» **Short problem**:
Reproduce exactly the lines beginning with the line that contains "Please mark the region of every instance of the antenna" and ending at the final line of the material below.

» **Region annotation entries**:
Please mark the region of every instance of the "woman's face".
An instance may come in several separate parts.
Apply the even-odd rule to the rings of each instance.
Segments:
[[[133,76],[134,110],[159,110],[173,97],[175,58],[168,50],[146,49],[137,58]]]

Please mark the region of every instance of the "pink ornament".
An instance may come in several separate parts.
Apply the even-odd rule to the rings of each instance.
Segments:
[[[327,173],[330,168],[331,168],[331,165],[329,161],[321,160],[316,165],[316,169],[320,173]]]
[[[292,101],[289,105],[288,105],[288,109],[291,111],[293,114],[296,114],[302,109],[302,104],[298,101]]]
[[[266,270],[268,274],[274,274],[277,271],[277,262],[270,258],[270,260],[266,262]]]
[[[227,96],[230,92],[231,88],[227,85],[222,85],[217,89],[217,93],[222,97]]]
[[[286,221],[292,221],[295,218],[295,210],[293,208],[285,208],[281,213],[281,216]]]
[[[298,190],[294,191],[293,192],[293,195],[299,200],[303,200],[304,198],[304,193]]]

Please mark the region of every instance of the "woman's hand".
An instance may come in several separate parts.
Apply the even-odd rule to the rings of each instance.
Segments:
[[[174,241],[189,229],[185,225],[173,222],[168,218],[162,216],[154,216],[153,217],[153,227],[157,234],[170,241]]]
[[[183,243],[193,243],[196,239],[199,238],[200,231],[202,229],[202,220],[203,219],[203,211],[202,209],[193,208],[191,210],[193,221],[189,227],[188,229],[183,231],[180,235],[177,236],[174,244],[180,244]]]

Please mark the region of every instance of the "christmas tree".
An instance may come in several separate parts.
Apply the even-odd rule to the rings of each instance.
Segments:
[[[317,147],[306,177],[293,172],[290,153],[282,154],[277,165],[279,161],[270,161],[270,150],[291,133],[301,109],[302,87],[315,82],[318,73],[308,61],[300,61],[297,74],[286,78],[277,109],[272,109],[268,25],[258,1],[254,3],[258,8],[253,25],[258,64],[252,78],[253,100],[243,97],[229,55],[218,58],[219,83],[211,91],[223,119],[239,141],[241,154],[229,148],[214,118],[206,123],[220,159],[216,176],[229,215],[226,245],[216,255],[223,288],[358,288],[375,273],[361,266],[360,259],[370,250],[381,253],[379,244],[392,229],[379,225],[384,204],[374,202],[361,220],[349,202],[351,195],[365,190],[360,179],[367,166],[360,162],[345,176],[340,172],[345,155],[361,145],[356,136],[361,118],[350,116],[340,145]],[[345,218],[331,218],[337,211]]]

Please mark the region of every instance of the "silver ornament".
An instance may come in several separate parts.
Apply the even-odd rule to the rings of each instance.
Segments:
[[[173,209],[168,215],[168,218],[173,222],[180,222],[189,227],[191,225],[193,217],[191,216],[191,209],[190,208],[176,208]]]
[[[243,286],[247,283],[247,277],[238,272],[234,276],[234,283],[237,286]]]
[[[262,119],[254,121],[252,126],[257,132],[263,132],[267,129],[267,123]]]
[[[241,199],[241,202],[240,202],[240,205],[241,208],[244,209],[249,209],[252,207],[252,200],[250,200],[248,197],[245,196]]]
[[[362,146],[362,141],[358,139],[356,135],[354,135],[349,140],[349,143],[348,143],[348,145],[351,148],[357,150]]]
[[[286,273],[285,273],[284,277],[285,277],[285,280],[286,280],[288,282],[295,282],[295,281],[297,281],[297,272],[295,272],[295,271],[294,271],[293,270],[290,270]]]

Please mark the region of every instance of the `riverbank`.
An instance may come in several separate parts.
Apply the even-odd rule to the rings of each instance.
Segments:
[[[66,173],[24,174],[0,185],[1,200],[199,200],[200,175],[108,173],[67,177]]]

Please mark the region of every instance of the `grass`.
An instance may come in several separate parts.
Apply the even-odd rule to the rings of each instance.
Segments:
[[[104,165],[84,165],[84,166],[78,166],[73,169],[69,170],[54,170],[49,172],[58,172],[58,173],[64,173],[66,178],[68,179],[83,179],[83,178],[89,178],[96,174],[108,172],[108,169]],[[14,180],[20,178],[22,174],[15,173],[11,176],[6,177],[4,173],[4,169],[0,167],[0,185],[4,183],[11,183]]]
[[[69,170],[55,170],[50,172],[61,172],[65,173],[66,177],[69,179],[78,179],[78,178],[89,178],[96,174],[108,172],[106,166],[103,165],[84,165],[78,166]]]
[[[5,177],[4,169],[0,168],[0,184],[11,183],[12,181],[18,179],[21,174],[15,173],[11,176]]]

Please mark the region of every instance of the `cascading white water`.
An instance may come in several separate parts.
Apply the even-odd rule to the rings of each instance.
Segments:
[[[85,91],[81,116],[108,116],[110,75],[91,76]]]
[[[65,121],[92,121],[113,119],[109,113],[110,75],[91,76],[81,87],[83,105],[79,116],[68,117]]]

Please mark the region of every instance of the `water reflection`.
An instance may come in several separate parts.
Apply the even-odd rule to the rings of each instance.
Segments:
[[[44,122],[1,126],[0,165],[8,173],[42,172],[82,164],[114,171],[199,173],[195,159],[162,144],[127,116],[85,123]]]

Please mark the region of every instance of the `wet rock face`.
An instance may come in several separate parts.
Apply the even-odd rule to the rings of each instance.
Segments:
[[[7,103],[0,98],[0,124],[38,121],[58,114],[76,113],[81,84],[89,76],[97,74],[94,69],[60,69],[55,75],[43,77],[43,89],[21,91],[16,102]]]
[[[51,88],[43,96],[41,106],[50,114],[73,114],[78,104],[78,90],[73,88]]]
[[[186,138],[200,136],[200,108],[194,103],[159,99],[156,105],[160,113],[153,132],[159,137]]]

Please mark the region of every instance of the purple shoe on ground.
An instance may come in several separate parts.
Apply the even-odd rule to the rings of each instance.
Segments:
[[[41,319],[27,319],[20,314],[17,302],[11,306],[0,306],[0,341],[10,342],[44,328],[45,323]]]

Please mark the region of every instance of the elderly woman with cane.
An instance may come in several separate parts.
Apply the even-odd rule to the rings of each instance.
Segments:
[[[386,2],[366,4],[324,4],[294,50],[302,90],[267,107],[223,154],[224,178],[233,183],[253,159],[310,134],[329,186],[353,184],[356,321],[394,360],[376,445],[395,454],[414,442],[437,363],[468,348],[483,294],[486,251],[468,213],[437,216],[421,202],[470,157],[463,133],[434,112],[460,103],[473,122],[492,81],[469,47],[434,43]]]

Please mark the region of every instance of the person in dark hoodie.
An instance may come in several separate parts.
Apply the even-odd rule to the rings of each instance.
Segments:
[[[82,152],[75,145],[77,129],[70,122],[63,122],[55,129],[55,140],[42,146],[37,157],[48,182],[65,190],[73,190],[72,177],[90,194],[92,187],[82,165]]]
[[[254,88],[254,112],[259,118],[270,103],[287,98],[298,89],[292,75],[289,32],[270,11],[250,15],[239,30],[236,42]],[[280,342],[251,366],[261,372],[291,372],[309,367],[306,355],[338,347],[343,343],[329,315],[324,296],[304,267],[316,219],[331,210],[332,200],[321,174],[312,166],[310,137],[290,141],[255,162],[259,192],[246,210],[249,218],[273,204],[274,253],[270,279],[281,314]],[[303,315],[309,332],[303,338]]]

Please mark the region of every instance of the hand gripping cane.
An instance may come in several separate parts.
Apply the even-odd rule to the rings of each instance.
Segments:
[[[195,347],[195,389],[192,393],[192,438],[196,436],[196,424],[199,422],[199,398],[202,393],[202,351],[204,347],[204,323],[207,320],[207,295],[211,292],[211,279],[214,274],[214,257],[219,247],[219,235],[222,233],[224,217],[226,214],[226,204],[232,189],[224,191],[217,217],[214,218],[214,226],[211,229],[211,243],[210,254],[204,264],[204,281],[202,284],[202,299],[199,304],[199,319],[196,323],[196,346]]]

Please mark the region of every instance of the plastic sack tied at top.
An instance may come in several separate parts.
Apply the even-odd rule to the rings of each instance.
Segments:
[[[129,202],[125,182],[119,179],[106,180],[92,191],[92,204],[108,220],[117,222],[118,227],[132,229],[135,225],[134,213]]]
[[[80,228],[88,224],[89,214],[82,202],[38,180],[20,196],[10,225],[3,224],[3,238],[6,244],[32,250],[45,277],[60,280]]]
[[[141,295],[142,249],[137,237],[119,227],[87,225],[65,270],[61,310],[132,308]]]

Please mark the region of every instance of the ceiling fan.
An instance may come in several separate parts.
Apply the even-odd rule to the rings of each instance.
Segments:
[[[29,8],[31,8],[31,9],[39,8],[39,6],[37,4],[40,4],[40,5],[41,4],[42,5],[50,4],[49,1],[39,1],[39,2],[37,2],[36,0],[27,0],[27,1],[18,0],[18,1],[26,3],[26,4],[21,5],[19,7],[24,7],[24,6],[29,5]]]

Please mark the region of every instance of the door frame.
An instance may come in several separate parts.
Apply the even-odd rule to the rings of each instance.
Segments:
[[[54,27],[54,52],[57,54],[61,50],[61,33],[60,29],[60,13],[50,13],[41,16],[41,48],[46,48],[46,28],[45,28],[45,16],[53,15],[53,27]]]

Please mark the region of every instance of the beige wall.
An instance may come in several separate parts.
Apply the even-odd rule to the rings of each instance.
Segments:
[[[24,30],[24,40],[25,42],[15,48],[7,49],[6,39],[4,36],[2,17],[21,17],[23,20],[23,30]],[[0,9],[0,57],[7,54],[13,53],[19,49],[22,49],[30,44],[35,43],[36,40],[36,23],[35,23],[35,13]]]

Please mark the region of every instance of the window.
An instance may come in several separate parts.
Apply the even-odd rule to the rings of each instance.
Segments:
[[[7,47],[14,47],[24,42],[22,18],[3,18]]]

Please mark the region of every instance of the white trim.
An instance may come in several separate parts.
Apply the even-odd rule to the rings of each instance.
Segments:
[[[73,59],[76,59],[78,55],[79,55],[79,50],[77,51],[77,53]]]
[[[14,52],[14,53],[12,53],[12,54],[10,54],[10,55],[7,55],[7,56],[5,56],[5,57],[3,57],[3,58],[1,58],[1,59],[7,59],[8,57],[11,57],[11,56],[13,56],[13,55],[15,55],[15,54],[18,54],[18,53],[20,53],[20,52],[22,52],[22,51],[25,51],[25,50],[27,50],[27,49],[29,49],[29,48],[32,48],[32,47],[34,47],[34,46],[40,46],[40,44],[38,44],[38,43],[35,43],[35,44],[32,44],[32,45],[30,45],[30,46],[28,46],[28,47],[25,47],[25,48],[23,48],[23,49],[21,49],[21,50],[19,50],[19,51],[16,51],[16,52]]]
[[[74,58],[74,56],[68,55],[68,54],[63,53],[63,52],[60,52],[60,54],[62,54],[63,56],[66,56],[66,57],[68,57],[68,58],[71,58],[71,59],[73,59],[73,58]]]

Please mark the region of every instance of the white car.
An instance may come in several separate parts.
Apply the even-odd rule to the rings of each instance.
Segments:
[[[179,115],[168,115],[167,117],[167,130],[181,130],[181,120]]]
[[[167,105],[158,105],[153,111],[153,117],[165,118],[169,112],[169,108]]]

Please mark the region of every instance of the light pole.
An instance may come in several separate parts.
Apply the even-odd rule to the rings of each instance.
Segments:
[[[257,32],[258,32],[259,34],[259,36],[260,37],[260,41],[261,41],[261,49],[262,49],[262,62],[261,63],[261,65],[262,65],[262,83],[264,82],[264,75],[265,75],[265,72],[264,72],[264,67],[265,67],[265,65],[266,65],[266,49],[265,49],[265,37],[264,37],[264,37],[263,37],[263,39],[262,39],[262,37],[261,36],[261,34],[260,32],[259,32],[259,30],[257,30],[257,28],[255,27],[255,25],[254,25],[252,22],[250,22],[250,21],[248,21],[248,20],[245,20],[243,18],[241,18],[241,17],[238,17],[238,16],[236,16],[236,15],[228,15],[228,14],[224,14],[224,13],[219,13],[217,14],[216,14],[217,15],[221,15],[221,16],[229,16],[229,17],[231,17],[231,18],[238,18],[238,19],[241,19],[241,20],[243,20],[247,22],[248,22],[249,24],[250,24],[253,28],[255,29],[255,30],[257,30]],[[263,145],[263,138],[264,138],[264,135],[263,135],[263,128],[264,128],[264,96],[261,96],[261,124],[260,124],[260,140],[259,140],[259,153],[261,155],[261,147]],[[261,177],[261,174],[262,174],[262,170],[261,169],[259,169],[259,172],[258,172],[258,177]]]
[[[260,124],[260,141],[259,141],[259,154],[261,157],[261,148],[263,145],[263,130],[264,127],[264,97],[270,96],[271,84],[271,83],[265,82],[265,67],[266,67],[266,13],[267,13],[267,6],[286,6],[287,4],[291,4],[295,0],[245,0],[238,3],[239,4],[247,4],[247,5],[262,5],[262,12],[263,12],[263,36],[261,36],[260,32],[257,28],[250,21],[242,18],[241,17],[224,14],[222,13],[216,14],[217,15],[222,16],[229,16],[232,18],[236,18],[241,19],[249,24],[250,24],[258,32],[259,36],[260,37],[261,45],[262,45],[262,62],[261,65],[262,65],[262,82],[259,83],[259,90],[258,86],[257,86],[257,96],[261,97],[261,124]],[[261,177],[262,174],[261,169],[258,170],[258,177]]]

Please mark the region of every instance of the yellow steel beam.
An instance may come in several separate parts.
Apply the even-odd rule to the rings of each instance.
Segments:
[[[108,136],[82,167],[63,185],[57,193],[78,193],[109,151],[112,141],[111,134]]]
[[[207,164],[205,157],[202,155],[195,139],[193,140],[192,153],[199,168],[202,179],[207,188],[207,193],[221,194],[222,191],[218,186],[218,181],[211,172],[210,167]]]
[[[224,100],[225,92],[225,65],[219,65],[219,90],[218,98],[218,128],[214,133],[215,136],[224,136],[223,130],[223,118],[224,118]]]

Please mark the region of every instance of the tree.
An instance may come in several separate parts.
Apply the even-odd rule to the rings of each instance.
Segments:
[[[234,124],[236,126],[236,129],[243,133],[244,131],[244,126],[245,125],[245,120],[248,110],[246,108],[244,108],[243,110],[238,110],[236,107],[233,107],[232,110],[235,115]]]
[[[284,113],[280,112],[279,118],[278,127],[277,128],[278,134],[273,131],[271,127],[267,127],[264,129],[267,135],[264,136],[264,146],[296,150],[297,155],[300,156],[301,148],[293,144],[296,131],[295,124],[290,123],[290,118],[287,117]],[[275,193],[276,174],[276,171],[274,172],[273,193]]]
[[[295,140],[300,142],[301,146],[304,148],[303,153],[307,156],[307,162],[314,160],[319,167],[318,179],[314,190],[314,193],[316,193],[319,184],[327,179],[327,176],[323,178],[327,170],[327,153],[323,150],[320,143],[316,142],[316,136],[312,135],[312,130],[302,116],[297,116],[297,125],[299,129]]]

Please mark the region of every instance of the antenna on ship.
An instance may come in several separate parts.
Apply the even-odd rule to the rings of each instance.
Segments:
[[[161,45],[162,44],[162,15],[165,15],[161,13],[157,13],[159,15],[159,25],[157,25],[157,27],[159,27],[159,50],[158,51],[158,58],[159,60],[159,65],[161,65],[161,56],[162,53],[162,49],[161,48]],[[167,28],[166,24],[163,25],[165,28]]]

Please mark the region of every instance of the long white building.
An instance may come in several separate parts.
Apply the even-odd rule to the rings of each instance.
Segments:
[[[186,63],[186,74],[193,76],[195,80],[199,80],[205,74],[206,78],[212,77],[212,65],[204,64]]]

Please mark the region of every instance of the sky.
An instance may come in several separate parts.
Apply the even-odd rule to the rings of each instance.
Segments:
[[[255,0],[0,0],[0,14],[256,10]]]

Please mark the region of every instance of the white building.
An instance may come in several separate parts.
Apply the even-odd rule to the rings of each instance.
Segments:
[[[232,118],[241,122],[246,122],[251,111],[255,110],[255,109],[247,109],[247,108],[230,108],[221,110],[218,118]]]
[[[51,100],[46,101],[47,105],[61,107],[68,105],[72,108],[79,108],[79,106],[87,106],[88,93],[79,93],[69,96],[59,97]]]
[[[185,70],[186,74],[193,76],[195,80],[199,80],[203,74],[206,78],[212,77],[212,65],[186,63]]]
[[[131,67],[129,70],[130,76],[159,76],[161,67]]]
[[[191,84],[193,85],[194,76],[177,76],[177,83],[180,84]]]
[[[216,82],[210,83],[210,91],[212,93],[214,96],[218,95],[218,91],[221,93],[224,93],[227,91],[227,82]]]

» **Answer**:
Please mark the region of every instance of the antenna on ship.
An instance may come in several separate parts.
Apply the even-odd rule to the rings of each instance.
Segments:
[[[161,45],[162,44],[162,15],[165,15],[161,13],[157,13],[159,15],[159,25],[157,25],[157,27],[159,27],[159,50],[158,51],[158,58],[159,60],[159,65],[161,65],[161,56],[162,53],[162,49],[161,48]],[[167,28],[166,24],[163,25],[165,28]]]

Please mark the region of every instance of the long white building.
An instance may come in several separate parts.
Apply the even-odd rule to the rings of each instance.
Segments:
[[[186,63],[186,74],[193,76],[195,80],[199,80],[205,74],[206,78],[212,77],[212,65],[204,64]]]

Please mark the region of every instance of the sky.
An instance may come in several separate parts.
Apply the even-odd rule to the rings of each instance.
Segments:
[[[255,0],[0,0],[0,14],[256,10]]]

Please mark the region of every instance of the white building.
An instance may come in several separate parts.
Apply the even-odd rule to the rings of each instance.
Segments:
[[[232,118],[241,122],[246,122],[251,111],[255,110],[255,109],[247,109],[247,108],[230,108],[221,110],[218,118]]]
[[[51,100],[46,101],[47,105],[61,107],[68,105],[72,108],[79,108],[79,106],[87,106],[88,93],[79,93],[69,96],[59,97]]]
[[[185,70],[186,74],[193,76],[195,80],[199,80],[203,74],[206,78],[212,77],[212,65],[186,63]]]
[[[131,67],[129,70],[130,76],[159,76],[161,67]]]
[[[191,84],[193,85],[194,76],[177,76],[177,83],[180,84]]]
[[[216,82],[210,83],[210,91],[212,93],[214,96],[218,95],[218,91],[221,93],[224,93],[227,91],[227,82]]]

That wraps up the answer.